◆ WORK REQUIRED
With the pictures removed, write out the full listing below exactly.

╔══

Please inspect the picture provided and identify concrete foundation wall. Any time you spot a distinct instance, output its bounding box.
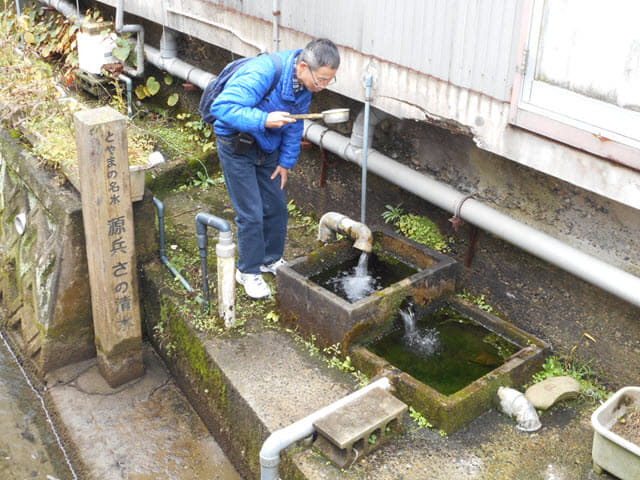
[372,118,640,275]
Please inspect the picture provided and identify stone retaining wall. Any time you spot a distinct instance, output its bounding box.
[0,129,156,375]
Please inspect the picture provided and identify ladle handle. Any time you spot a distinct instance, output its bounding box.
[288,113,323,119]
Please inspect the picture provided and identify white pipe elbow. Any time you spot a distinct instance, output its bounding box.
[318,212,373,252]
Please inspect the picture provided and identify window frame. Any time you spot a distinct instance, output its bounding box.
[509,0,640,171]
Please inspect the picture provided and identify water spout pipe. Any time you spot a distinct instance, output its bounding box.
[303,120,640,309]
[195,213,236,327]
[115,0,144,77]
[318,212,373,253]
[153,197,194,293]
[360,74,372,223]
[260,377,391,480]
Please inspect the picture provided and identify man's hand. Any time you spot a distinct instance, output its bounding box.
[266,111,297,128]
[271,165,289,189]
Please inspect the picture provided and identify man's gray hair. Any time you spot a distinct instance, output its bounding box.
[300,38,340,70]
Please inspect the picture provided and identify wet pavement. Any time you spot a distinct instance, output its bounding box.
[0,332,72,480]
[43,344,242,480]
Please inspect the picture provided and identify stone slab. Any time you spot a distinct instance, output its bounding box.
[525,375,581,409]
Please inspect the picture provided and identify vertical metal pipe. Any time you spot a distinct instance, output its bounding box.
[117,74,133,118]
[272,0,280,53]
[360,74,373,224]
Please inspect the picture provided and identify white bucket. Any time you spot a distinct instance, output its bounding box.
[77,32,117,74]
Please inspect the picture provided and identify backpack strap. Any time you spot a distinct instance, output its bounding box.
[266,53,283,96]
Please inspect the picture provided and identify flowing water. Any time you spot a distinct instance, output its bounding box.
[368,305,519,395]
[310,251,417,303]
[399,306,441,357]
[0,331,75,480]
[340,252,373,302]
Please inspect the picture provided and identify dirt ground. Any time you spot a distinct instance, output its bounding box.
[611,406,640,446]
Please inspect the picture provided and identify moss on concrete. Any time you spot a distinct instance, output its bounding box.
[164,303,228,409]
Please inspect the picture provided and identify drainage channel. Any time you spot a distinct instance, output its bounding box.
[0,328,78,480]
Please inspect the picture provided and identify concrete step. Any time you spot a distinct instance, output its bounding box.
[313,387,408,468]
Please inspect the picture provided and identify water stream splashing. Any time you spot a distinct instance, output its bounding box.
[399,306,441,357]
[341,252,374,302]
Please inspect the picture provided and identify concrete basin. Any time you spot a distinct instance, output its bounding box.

╚══

◆ TASK OUTPUT
Please inspect the picture provided and identify concrete foundation wall. Any time you spot a distinct instance, output its bounding box.
[372,118,640,275]
Please inspect the picture provided and identify stone retaining wall. Any time you spot a distinct instance, output its bounding box.
[0,129,156,375]
Please inspect the picture provided and identify ladle handle. Any time you spot a distinct instance, output its bounding box.
[288,113,323,119]
Please inspect the picture provided and identify white pipe elbow. Any time you spot a distinct instance, output its bounding box.
[318,212,373,252]
Please inspect the picture provided and identify window frame. Any time you spot a distinct instance, output its bounding box.
[509,0,640,171]
Please inspect the picture provided and identify water spout pipe. Any time you spot a distinct instance, output its bounding box.
[303,120,640,309]
[195,213,236,327]
[115,0,144,77]
[318,212,373,253]
[153,197,194,293]
[360,74,372,223]
[260,377,391,480]
Please inspect the picture provided and identify man's hand. Any time you spot a distinct instance, output its bounding box.
[266,111,297,128]
[271,165,289,189]
Please inspect the picture provided and identify man's gray hair. Any time you spot a distinct instance, output its bounding box.
[300,38,340,70]
Please inspect the picture provided and identify wet pavement. Any time you spot a distinct instance, output its bounding box.
[0,332,72,480]
[43,344,242,480]
Please inspect the picture provided and identify stone slab. Any time you spot a distinct instance, output its bounding box.
[525,375,581,409]
Please inspect the picture provided and identify vertical metal pipe. Any time you spot a distinct instance, output its bounding box.
[117,74,133,118]
[272,0,280,53]
[360,74,373,224]
Please inspect the picture provided and identify white bucket. Any time you spot a distinct instance, output its bounding box.
[77,32,117,74]
Please inspect the picture provided and identify backpack strap. Any time you spot a distinct instance, output its bounding box.
[266,53,283,96]
Please inspect the picture provided and identify flowing water. Any time you spot a distinct instance, output its bounding box.
[368,305,519,395]
[310,251,417,303]
[399,306,441,357]
[0,331,75,480]
[340,252,373,302]
Please inspect the picture provided and identify dirt ground. Any time you spot a distinct instance, output its bounding box.
[611,406,640,446]
Please inspect the picture provided and identify moss on concrete. Any time you spot a distinct instance, output its bounding box.
[164,303,228,409]
Please inspect the picture provided and identify drainage channel. Any time you spot a distinct instance, output its bounding box.
[0,328,78,480]
Please inspect the picture provided and identify concrete step. Any time you spot a distinct instance, output its bounding box.
[313,387,408,468]
Please inspect the picture provided and identify water stream splashing. Any time you spot a distinct instance, output its bounding box.
[399,306,441,357]
[341,252,374,302]
Please inspect the picture provided and identify concrete basin. Any time you spot a distinct instance, output its bounding box.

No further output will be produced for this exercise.